Humor: Cargo Cult Programming

Bob Bell bobbell at zk3.dec.com
Fri Nov 15 17:08:46 EST 2002


On Fri, Nov 15, 2002 at 04:57:44PM -0500, Steven Knight <steven.knight at unh.edu> wrote:
> > Emacs has a general scheme for auto-completing keywords.  Let's say
> > that I have three files loaded into Emacs, two locally and one
> > remotely (via a ssh connection, for example).  Let's say that the file
> > on the remote machine happens to contain the word
> > "supercalifragilisticexpeialidocious".  Let's say that I am currently
> > editing one of the local files.  By pressing a tiny few keys, I've got
> > my emacs setup so I can just type "sup M-/" and
> > "supercalifragilisticexpeialidocious" will magically appear (because
> > it is a potential completion).
> > 
> > Out of curiosity, does VIM do anything like this?
> 
> Yeah, if I do:
> 
> :e mai<tab> will do the completion.

    Actually, I think he means editing the buffer text.  This can be
done with ^N ("next", starts looking below) and ^P ("previous", start
looking above).  Both can be repeated until the desired match is found.
When editing a C file, this will also search the #include-d headers.
-.-.-
[Written instruction a] Return every line of the records, from the line containing "of the man's" through the last line of the records.
The records have no connection to the mailing list message above.
-.-.-
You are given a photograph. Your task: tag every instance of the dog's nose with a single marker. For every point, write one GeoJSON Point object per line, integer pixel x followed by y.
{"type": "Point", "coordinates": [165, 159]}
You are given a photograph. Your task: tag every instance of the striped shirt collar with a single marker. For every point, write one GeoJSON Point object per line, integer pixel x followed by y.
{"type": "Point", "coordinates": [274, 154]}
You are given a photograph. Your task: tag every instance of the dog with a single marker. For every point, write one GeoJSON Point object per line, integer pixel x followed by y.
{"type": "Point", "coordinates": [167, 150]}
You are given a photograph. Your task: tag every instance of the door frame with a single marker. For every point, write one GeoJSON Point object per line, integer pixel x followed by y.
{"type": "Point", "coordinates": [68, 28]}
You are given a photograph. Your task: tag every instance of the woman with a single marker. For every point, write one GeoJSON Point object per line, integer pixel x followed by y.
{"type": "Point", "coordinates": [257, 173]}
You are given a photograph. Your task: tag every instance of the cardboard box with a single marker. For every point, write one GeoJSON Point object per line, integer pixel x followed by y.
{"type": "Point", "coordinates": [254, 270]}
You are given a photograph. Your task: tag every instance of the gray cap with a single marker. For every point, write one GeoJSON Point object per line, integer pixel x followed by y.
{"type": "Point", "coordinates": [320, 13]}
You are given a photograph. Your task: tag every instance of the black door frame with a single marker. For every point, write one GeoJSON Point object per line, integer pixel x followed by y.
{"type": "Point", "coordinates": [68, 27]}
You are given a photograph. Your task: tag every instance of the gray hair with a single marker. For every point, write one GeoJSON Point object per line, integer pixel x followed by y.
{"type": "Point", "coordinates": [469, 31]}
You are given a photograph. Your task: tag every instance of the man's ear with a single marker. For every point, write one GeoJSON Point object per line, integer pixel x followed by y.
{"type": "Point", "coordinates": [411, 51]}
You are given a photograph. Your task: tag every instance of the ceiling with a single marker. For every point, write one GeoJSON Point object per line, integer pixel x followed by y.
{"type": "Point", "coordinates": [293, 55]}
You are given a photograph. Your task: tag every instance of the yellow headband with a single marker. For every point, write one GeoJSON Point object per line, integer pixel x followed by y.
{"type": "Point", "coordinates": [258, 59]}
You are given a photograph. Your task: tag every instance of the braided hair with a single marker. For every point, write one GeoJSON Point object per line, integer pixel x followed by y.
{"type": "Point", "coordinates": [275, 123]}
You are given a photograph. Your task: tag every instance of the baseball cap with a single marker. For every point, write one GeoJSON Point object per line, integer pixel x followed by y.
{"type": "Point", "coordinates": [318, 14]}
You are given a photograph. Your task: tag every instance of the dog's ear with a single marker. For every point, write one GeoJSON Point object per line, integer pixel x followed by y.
-.-.-
[Written instruction b] According to the mailing list message, what else does Vim search for completions when a C file is being edited?

[Result a]
You are given a photograph. Your task: tag every instance of the man's ear with a single marker. For every point, write one GeoJSON Point object per line, integer pixel x followed by y.
{"type": "Point", "coordinates": [411, 51]}
You are given a photograph. Your task: tag every instance of the ceiling with a single marker. For every point, write one GeoJSON Point object per line, integer pixel x followed by y.
{"type": "Point", "coordinates": [293, 55]}
You are given a photograph. Your task: tag every instance of the yellow headband with a single marker. For every point, write one GeoJSON Point object per line, integer pixel x followed by y.
{"type": "Point", "coordinates": [258, 59]}
You are given a photograph. Your task: tag every instance of the braided hair with a single marker. For every point, write one GeoJSON Point object per line, integer pixel x followed by y.
{"type": "Point", "coordinates": [275, 123]}
You are given a photograph. Your task: tag every instance of the baseball cap with a single marker. For every point, write one GeoJSON Point object per line, integer pixel x followed by y.
{"type": "Point", "coordinates": [318, 14]}
You are given a photograph. Your task: tag every instance of the dog's ear with a single marker. For every point, write one GeoJSON Point object per line, integer pixel x followed by y.

[Result b] The #include-d headers.